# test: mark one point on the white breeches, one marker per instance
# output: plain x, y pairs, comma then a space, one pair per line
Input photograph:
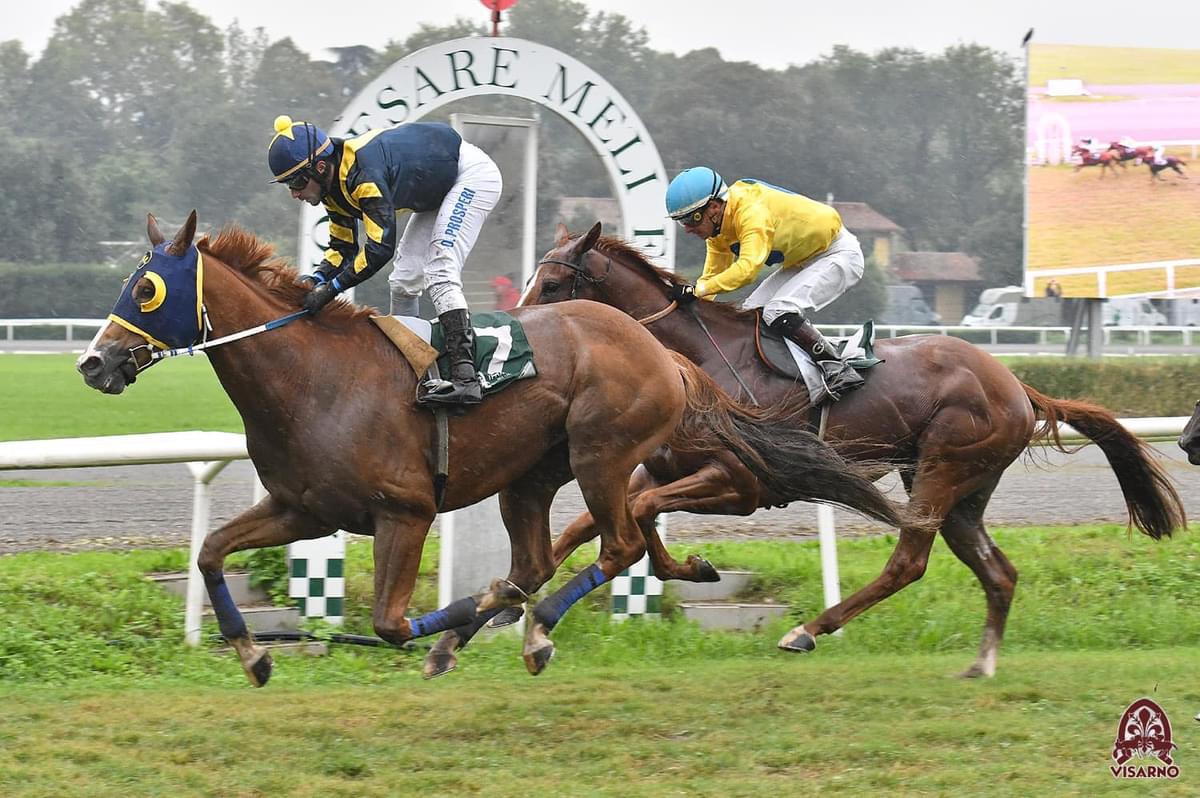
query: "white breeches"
431, 253
811, 285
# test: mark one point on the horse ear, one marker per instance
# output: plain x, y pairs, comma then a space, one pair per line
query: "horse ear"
184, 238
153, 231
591, 239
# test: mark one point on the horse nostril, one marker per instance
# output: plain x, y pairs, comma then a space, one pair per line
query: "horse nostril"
90, 366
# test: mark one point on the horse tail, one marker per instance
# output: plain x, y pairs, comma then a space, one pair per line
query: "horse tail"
775, 445
1153, 504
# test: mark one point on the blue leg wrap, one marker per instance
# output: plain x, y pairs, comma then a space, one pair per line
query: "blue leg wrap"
551, 609
228, 617
456, 613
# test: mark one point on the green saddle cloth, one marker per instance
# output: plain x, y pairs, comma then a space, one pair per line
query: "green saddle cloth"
503, 354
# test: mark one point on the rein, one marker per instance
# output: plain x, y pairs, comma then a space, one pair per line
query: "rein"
204, 343
581, 273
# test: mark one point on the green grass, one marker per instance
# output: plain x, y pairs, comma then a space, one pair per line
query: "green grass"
46, 397
100, 697
1079, 220
1113, 65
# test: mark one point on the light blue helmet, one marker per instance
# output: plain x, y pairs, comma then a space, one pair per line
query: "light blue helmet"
691, 190
294, 147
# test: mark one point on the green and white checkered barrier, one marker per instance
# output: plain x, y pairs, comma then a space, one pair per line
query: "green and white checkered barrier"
636, 591
317, 577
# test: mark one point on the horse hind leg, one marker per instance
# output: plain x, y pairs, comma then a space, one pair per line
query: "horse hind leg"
525, 509
940, 485
267, 523
967, 538
603, 485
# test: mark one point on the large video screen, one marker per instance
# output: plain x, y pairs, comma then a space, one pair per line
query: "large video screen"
1113, 185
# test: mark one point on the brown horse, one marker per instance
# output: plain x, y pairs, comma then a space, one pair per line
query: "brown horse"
339, 442
1107, 160
1169, 162
1189, 439
948, 415
1135, 154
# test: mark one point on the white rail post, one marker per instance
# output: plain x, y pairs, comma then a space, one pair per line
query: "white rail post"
828, 537
203, 473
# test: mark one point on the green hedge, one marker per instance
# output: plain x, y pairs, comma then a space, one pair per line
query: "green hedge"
1129, 387
59, 289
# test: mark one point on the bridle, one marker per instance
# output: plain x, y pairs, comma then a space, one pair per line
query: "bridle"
580, 271
582, 274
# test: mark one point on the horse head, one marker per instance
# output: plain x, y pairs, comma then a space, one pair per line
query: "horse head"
599, 268
1189, 439
160, 307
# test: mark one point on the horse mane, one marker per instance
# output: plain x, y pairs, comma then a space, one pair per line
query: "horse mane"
257, 261
615, 246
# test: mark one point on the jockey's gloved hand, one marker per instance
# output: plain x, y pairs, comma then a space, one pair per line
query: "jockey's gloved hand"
683, 293
315, 279
318, 297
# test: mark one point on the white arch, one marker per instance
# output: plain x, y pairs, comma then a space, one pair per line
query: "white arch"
477, 66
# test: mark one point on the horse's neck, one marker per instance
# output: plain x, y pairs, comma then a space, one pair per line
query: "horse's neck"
262, 371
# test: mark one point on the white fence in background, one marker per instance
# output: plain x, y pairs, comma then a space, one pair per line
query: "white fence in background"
208, 453
1102, 277
205, 454
91, 325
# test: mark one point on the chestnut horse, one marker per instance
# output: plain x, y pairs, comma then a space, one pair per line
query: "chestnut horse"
1137, 154
1169, 162
1108, 160
339, 442
945, 413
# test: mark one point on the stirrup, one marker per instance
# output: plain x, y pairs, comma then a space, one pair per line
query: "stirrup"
443, 391
839, 377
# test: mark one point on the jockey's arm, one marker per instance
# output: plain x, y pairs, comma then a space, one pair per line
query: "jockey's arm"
342, 245
754, 249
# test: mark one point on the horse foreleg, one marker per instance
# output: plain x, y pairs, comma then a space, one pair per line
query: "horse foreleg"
525, 509
399, 539
967, 538
267, 523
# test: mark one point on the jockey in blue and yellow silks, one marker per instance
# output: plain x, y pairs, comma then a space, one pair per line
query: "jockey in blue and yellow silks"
753, 225
449, 185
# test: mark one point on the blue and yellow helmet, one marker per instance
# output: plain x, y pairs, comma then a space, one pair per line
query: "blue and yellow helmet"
691, 190
294, 147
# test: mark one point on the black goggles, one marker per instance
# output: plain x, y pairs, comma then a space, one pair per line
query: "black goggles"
693, 219
298, 181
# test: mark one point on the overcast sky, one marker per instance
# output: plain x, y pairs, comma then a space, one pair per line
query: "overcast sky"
769, 33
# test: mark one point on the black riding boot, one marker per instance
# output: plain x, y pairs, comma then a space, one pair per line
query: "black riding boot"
463, 387
839, 376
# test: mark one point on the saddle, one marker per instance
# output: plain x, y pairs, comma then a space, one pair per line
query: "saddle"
503, 354
786, 359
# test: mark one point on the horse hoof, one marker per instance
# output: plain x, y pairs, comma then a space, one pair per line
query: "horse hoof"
802, 642
505, 617
705, 571
259, 671
539, 658
509, 592
438, 664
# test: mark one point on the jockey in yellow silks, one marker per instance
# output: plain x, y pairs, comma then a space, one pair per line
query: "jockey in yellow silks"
753, 225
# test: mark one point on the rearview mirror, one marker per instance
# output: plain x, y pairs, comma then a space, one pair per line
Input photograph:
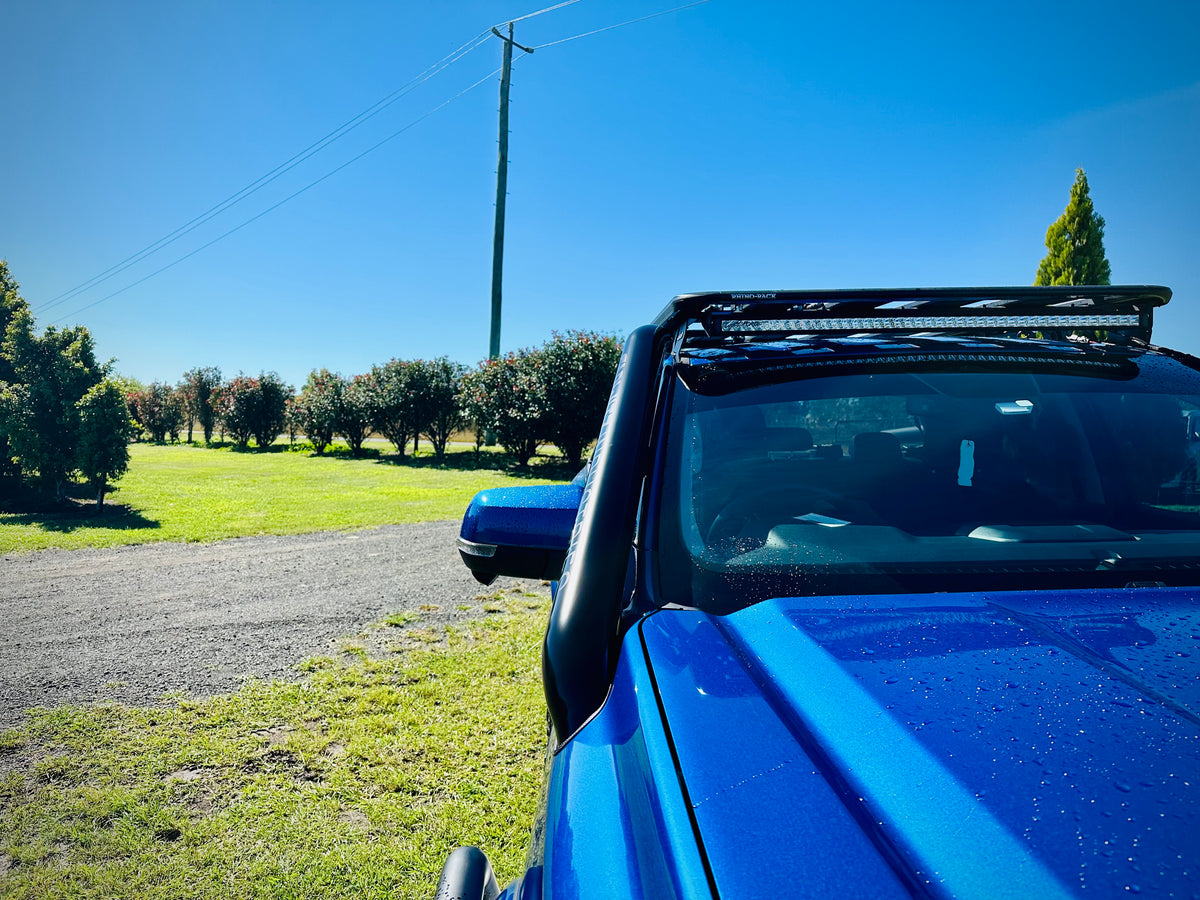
:::::
Directions
Rewrite all the records above, changing every "one marker per instance" to "a single marker for each instance" and keeping everything else the same. Leave the pictures out of your answer.

Problem solution
# test: mark one point on the white breeches, a single marker for each instance
# output: plain x, y pairs, comma then a space, one pair per line
Input photograph:
query: "white breeches"
431, 253
811, 285
# test: mark one point on the horse ear, a single marker for each instance
# output: plain x, y pairs, comma then a space, one pair per line
query: "horse ear"
184, 238
153, 231
591, 239
# test: mark one point on the horse nostril, a single marker for each instance
# output: plain x, y pairs, comma then a space, one pair per line
query: "horse nostril"
90, 366
# test: mark one point on the horse tail, a single marker for each instance
# output: plain x, y pairs, comma then a space, one pair per line
query: "horse tail"
775, 445
1153, 504
# test: mark one point on the blue leg wrap, a single marker for each instance
# output: plain x, y pairs, comma then a space, one pair per line
query: "blue leg wrap"
551, 609
228, 617
456, 613
# test: mark one point on the green saddle cloth, a single marker for each instance
# output: plain x, y pairs, comma then a space, one pair per line
query: "green saddle cloth"
503, 354
# test: mark one point on the rein, a single marker for each instance
# output: plain x, y pairs, comma then a space, one pair per line
query: "rein"
204, 343
581, 273
# test: mark one point on the green grass, a single marker for each instance
# output: plain x, y pairs, comma then a space, one pair per line
query: "green grass"
46, 397
100, 697
1079, 220
1113, 65
# test: mark one point on the light blue helmet, a single marker for each instance
# output: plain x, y pairs, comma then a space, one pair per line
query: "light blue helmet"
691, 190
294, 147
# test: mark one point on the green and white checkered barrier, a single marker for each instance
# output: plain x, y pairs, comma then a space, one pair per line
query: "green and white checkered barrier"
636, 591
317, 577
# test: mark one point on the horse hind leg, a single marker for each instance
# output: plain x, y pairs, comma then a space, one pair per line
query: "horse hind leg"
525, 509
940, 485
267, 523
967, 538
603, 485
# test: mark one point on the large video screen, a single marker for each instance
# output: plain x, y pairs, comma then a space, one pair per line
query: "large video screen"
1113, 185
# test: mark one point on the brown horse, a single marker for each instance
# output: plain x, y pairs, comma then a space, one pair per line
query: "brown horse"
339, 442
1107, 160
1169, 162
1189, 439
948, 415
1135, 154
# test: mark one point on the white rail post, a single marker for each instance
# output: plain x, y pairs, comma then a space, one pair per line
query: "white rail post"
828, 537
203, 473
# test: mark one point on the green hedge, a single marker for each instance
# output: plain x, y pairs, comma then a space, one pair per line
query: "green hedge"
1129, 387
59, 289
# test: mark one point on the bridle, a single marker for each instance
# output: plain x, y pairs, comma then a space, one pair per line
query: "bridle"
580, 271
582, 274
# test: mark one point on the horse head, a single marker for each instance
# output: plain x, y pairs, comma then a space, one pair per line
query: "horse head"
599, 268
1189, 439
160, 307
# test: mark one point on the horse mane, a single marker for each instance
# output: plain x, y pairs, comma then a space, one pair per line
query: "horse mane"
257, 261
615, 246
# test: mark one point on the jockey's gloved hand, a single marker for each instance
# output: plain x, y pairs, comma then a space, one pair per line
query: "jockey's gloved hand"
683, 293
315, 279
318, 297
# test: mark one point on the white arch, a single marker for each instance
# output: plain x, y pairs, comma then a space, one pair per line
query: "white arch"
477, 66
# test: mark one point on the horse's neck, a single marker for each instance
# output: plain x, y pairs, comma then a space, one pair per line
query: "horse's neck"
262, 371
# test: mark one point on the white fence in background, a single marker for each instance
# output: plain x, y pairs, comma then a space, one pair per line
query: "white fence in background"
208, 453
1102, 277
205, 454
91, 325
# test: mark one point on the chestnut horse, a single marker for each instance
# output: plain x, y pairs, comma then a space, one pair per line
query: "chestnut horse"
1137, 154
1169, 162
1108, 160
339, 442
945, 413
# test: mark one point on the stirrup, a single marker for each instance
# output: plain x, y pairs, comma then a space, one pair per line
query: "stirrup"
443, 391
839, 377
# test: mark one point on the jockey's arm, a single marker for each instance
# output: plain x, y pairs, comma then a space, one pair per line
query: "jockey's arm"
342, 245
754, 249
# test: mark one point on the horse foreleg, a single marker for each instance
# output: plain x, y pairs, comma then a space, one pair per line
query: "horse foreleg"
525, 509
399, 539
967, 538
267, 523
# test: mark one point on the jockey in blue and yellow silks, a single marker for each instance
# output: plain x, y pairs, comma then a space, one pair per line
query: "jockey in blue and yellow silks"
753, 225
449, 185
# test: mark one point on the blue and yellow helmet, a single marker for each instance
# output: plain x, y pairs, comma then a space, one pair per line
query: "blue and yellow helmet"
691, 190
294, 147
# test: mark one point on the black goggles, a single marker for each instance
# output: plain x, y pairs, comma then a space, one pair per line
query: "black goggles"
693, 219
298, 181
# test: mark one point on the overcast sky, a single marker for each instance
# output: plain x, y pairs, comma then a space, one pair per line
query: "overcast sky"
769, 33
# test: mark one point on the black riding boot, a single marker for each instance
# output: plain x, y pairs, comma then a space, one pair per line
query: "black riding boot"
463, 387
839, 376
# test: mark one point on the saddle, a single marker for each instance
# output: plain x, y pairs, comma then a space, one pair per line
query: "saddle"
503, 354
786, 359
# test: mark one point on the horse hoof, a single marker for each instance
# output: plain x, y pairs, comma then a space, one pair per line
query: "horse hoof"
802, 642
505, 617
705, 571
259, 671
539, 658
509, 592
438, 664
# test: mark one point on the jockey in yellow silks, a single marker for each instance
# output: plain x, y pairs, comma then a space, one pair per line
query: "jockey in yellow silks"
753, 225
# test: mark one point on the rearview mirror, a single marker for each instance
# output: plain x, y pairs, comma then a space, one pair per line
Input photograph:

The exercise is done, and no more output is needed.